[Problem] Please copy all of the records below, switching every "instance" to "occurrence" and keeping everything else the same.

(A block of data)
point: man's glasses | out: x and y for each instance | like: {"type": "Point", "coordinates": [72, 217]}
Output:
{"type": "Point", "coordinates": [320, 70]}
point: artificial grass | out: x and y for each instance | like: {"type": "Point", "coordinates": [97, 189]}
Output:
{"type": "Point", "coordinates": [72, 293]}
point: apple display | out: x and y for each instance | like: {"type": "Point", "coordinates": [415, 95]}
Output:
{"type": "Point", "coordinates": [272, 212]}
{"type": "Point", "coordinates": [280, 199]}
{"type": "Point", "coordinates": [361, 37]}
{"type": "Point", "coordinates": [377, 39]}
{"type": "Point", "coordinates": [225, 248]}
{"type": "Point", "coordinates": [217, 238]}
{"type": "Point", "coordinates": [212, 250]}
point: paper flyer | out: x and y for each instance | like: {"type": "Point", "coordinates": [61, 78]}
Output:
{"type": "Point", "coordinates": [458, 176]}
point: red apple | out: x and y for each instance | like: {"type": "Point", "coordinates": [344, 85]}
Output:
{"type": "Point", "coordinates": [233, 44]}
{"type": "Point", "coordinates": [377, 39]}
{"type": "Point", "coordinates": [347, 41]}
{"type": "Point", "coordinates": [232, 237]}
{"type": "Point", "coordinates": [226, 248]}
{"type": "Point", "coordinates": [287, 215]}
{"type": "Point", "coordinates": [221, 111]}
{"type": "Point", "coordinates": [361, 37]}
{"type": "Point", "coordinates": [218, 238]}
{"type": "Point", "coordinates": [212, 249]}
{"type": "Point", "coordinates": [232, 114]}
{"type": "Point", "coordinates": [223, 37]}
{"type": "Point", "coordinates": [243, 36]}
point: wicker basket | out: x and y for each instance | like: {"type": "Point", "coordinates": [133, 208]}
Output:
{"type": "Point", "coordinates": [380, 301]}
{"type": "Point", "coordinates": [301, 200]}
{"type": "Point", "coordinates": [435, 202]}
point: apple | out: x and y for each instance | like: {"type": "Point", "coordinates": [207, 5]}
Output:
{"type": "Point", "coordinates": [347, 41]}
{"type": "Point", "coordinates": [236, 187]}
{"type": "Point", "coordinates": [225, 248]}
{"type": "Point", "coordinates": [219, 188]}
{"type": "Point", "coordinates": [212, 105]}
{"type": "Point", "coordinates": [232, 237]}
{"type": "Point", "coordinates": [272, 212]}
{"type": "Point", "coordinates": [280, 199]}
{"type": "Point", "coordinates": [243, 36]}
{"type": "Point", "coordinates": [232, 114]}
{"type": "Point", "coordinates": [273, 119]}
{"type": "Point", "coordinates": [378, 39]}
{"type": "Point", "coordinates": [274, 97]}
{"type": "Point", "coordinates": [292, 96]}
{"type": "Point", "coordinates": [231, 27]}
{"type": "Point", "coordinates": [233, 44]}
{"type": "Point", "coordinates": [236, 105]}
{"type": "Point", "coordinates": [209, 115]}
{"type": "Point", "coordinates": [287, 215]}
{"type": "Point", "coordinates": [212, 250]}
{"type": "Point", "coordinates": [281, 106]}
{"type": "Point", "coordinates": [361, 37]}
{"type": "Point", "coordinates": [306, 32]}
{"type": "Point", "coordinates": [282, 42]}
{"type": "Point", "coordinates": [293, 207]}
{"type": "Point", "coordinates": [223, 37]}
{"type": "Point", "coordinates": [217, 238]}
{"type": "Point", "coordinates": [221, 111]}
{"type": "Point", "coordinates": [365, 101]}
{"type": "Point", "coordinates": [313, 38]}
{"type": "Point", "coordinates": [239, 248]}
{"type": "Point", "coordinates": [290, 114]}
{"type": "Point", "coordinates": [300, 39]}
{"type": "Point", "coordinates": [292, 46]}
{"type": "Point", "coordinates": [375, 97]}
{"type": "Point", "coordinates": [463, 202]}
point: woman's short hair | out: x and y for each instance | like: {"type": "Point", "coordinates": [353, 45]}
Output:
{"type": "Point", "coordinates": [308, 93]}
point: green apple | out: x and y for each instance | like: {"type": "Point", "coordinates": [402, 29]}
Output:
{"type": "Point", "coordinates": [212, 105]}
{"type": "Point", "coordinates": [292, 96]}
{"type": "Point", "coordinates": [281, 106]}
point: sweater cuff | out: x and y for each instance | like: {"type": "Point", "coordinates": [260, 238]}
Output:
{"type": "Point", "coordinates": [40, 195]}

[Output of the task]
point: man's glasses | out: x and y for each occurrence | like: {"type": "Point", "coordinates": [72, 217]}
Output:
{"type": "Point", "coordinates": [320, 70]}
point: artificial grass | out: x and y for each occurrence | like: {"type": "Point", "coordinates": [97, 189]}
Output:
{"type": "Point", "coordinates": [72, 293]}
point: apple display | out: x and y for each occurrence | like: {"type": "Point", "coordinates": [415, 95]}
Output:
{"type": "Point", "coordinates": [272, 212]}
{"type": "Point", "coordinates": [280, 199]}
{"type": "Point", "coordinates": [361, 37]}
{"type": "Point", "coordinates": [377, 39]}
{"type": "Point", "coordinates": [225, 248]}
{"type": "Point", "coordinates": [217, 238]}
{"type": "Point", "coordinates": [212, 250]}
point: paper flyer | out: x and y for each occurrence | like: {"type": "Point", "coordinates": [61, 78]}
Output:
{"type": "Point", "coordinates": [458, 176]}
point: red apple | out: x and y for each occurrence | like: {"type": "Point", "coordinates": [344, 85]}
Output:
{"type": "Point", "coordinates": [233, 44]}
{"type": "Point", "coordinates": [377, 39]}
{"type": "Point", "coordinates": [347, 41]}
{"type": "Point", "coordinates": [232, 237]}
{"type": "Point", "coordinates": [226, 248]}
{"type": "Point", "coordinates": [287, 215]}
{"type": "Point", "coordinates": [221, 111]}
{"type": "Point", "coordinates": [361, 37]}
{"type": "Point", "coordinates": [218, 238]}
{"type": "Point", "coordinates": [212, 249]}
{"type": "Point", "coordinates": [232, 114]}
{"type": "Point", "coordinates": [223, 37]}
{"type": "Point", "coordinates": [243, 36]}
point: wicker basket | out: x and y for each occurrence | like: {"type": "Point", "coordinates": [133, 208]}
Output:
{"type": "Point", "coordinates": [380, 301]}
{"type": "Point", "coordinates": [301, 200]}
{"type": "Point", "coordinates": [435, 202]}
point: apple | out: x and y for each occurrence | like: {"type": "Point", "coordinates": [207, 5]}
Output:
{"type": "Point", "coordinates": [347, 41]}
{"type": "Point", "coordinates": [236, 187]}
{"type": "Point", "coordinates": [225, 248]}
{"type": "Point", "coordinates": [219, 188]}
{"type": "Point", "coordinates": [212, 105]}
{"type": "Point", "coordinates": [232, 237]}
{"type": "Point", "coordinates": [272, 212]}
{"type": "Point", "coordinates": [280, 199]}
{"type": "Point", "coordinates": [243, 36]}
{"type": "Point", "coordinates": [232, 114]}
{"type": "Point", "coordinates": [273, 119]}
{"type": "Point", "coordinates": [378, 39]}
{"type": "Point", "coordinates": [274, 97]}
{"type": "Point", "coordinates": [292, 96]}
{"type": "Point", "coordinates": [231, 27]}
{"type": "Point", "coordinates": [233, 44]}
{"type": "Point", "coordinates": [236, 105]}
{"type": "Point", "coordinates": [209, 115]}
{"type": "Point", "coordinates": [287, 215]}
{"type": "Point", "coordinates": [212, 250]}
{"type": "Point", "coordinates": [281, 106]}
{"type": "Point", "coordinates": [361, 37]}
{"type": "Point", "coordinates": [306, 32]}
{"type": "Point", "coordinates": [282, 42]}
{"type": "Point", "coordinates": [293, 207]}
{"type": "Point", "coordinates": [223, 37]}
{"type": "Point", "coordinates": [217, 238]}
{"type": "Point", "coordinates": [221, 111]}
{"type": "Point", "coordinates": [365, 101]}
{"type": "Point", "coordinates": [313, 38]}
{"type": "Point", "coordinates": [239, 248]}
{"type": "Point", "coordinates": [290, 114]}
{"type": "Point", "coordinates": [300, 39]}
{"type": "Point", "coordinates": [292, 46]}
{"type": "Point", "coordinates": [375, 97]}
{"type": "Point", "coordinates": [463, 202]}
point: woman's short hair | out: x and y for each occurrence | like: {"type": "Point", "coordinates": [353, 45]}
Output:
{"type": "Point", "coordinates": [308, 93]}
point: green apple | out: x and y for each occurrence | like: {"type": "Point", "coordinates": [402, 29]}
Output:
{"type": "Point", "coordinates": [212, 105]}
{"type": "Point", "coordinates": [292, 96]}
{"type": "Point", "coordinates": [281, 106]}
point: sweater cuff | out: x and y for each occurrence | like: {"type": "Point", "coordinates": [260, 238]}
Output:
{"type": "Point", "coordinates": [40, 195]}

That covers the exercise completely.